# [Material provided]
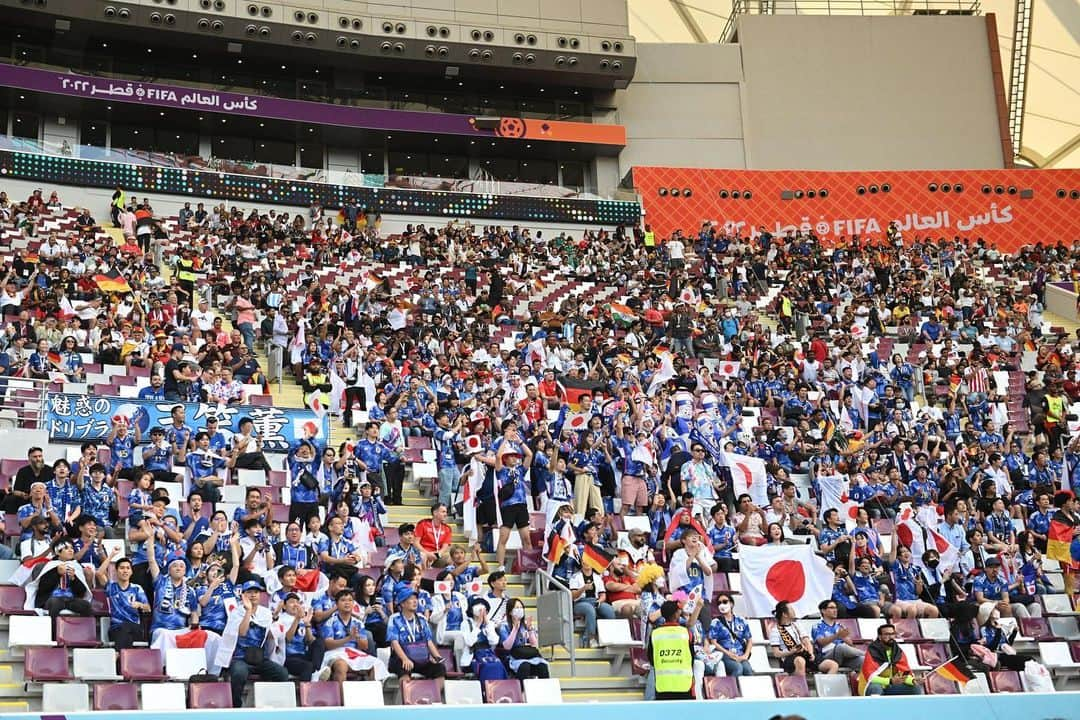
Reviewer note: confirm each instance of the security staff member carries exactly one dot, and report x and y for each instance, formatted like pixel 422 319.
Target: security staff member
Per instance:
pixel 186 275
pixel 672 655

# [Prompt]
For this exercise, transcribe the entries above exactly, without any pictures.

# [Solution to this task]
Reviewer note: confirm each instance of the security staff member carries exactly one dot, and report x and y for each instance, formatted like pixel 422 319.
Target: security staff member
Per instance:
pixel 186 275
pixel 672 655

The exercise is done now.